> _WORK INSTRUCTIONS_: Write out every one of the following items word for word.

──────

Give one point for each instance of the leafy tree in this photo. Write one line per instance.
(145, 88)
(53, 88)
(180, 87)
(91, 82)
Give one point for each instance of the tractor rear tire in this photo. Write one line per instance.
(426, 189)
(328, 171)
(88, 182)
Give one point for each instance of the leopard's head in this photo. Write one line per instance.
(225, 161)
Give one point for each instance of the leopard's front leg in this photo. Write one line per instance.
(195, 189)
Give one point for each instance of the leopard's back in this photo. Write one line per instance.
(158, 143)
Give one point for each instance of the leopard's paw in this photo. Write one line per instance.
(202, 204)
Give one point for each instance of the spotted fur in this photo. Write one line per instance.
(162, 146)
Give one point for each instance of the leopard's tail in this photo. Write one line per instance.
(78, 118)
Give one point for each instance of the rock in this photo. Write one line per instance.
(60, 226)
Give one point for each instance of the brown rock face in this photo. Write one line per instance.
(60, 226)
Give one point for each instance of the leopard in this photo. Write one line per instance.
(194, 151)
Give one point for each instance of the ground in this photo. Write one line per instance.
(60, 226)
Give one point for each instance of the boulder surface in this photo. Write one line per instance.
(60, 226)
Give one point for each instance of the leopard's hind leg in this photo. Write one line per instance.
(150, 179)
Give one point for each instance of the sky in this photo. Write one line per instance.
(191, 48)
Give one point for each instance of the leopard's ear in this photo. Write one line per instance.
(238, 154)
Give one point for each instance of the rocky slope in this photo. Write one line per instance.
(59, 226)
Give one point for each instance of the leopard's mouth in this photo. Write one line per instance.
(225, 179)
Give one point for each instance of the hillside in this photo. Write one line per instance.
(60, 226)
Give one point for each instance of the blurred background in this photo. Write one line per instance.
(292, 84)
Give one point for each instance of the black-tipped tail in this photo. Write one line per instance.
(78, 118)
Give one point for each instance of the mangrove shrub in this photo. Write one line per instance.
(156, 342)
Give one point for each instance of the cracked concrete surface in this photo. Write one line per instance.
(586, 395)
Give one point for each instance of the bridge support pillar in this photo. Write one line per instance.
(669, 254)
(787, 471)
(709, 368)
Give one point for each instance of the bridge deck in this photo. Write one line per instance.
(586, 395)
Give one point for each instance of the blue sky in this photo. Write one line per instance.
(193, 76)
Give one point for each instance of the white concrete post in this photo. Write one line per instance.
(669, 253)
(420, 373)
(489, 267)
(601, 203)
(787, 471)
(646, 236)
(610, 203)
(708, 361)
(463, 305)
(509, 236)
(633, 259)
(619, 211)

──────

> _FULL SOLUTION_:
Give one point for each instance of the leafy tree in this photo. Write one line per instance.
(145, 88)
(53, 88)
(180, 87)
(91, 82)
Give one point for each instance of the tractor rear tire in this photo. Write one line per instance.
(426, 189)
(328, 171)
(88, 182)
Give one point for each instance of the leopard's head in this photo. Write one line per instance.
(225, 161)
Give one point for each instance of the leopard's front leg in this photo. Write one line per instance.
(195, 189)
Give one point for each instance of the leopard's back in this photo. Write one line per instance.
(158, 143)
Give one point for each instance of the leopard's paw in this photo. Write one line per instance.
(202, 204)
Give one point for each instance of the spotted fur in this photo. Write one line per instance.
(162, 146)
Give one point for each instance of the leopard's tail in this photo. Write one line per instance.
(78, 118)
Give one point for each instance of the rock in this photo. Write one line per instance.
(60, 226)
Give one point for each instance of the brown rock face in this photo. Write one line per instance.
(60, 226)
Give one point for each instance of the leopard in this photo. Write one line per instance.
(194, 151)
Give one point for each instance of the ground in this photo. Write one line per instance.
(60, 226)
Give one point for each instance of the boulder surface in this photo. Write one line per instance.
(60, 226)
Give one point for each instance of the leopard's hind leg in this photo. Write one line per instance.
(150, 179)
Give one point for each instance of the sky in this photo. Write one line per instance.
(191, 48)
Give one point for each instance of the leopard's ear in this photo. Write one line per instance.
(238, 154)
Give one point for each instance of the rocky slope in this photo. Write one line per instance.
(59, 226)
Give one point for each instance of the leopard's mouth in this photo. Write one line per instance.
(225, 179)
Give one point for each instance of the hillside in this photo. Write one line per instance.
(60, 226)
Give one point for each instance of the blurred background in this photo. Write one line per instance.
(292, 84)
Give one point for each instance of the black-tipped tail in this photo. Write one line per instance.
(78, 118)
Give one point for each instance of the mangrove shrub in this photo. Write one line per instance.
(156, 342)
Give one point for each instance of the cracked concrete surface in this photo. Write one line per instance.
(586, 395)
Give one point for each instance of the bridge support pillar in this photo. Write one line per instance.
(669, 254)
(787, 471)
(709, 368)
Give one point for each instance of the bridge deck in this photo. Write one line per instance.
(586, 395)
Give one point for each instance of the blue sky in this photo. Write one line per instance.
(193, 76)
Give one point for each instance of the white concrete post in this photo. Write one line per instance.
(669, 253)
(420, 373)
(489, 267)
(601, 203)
(787, 471)
(646, 236)
(610, 203)
(708, 361)
(463, 305)
(509, 236)
(633, 259)
(619, 211)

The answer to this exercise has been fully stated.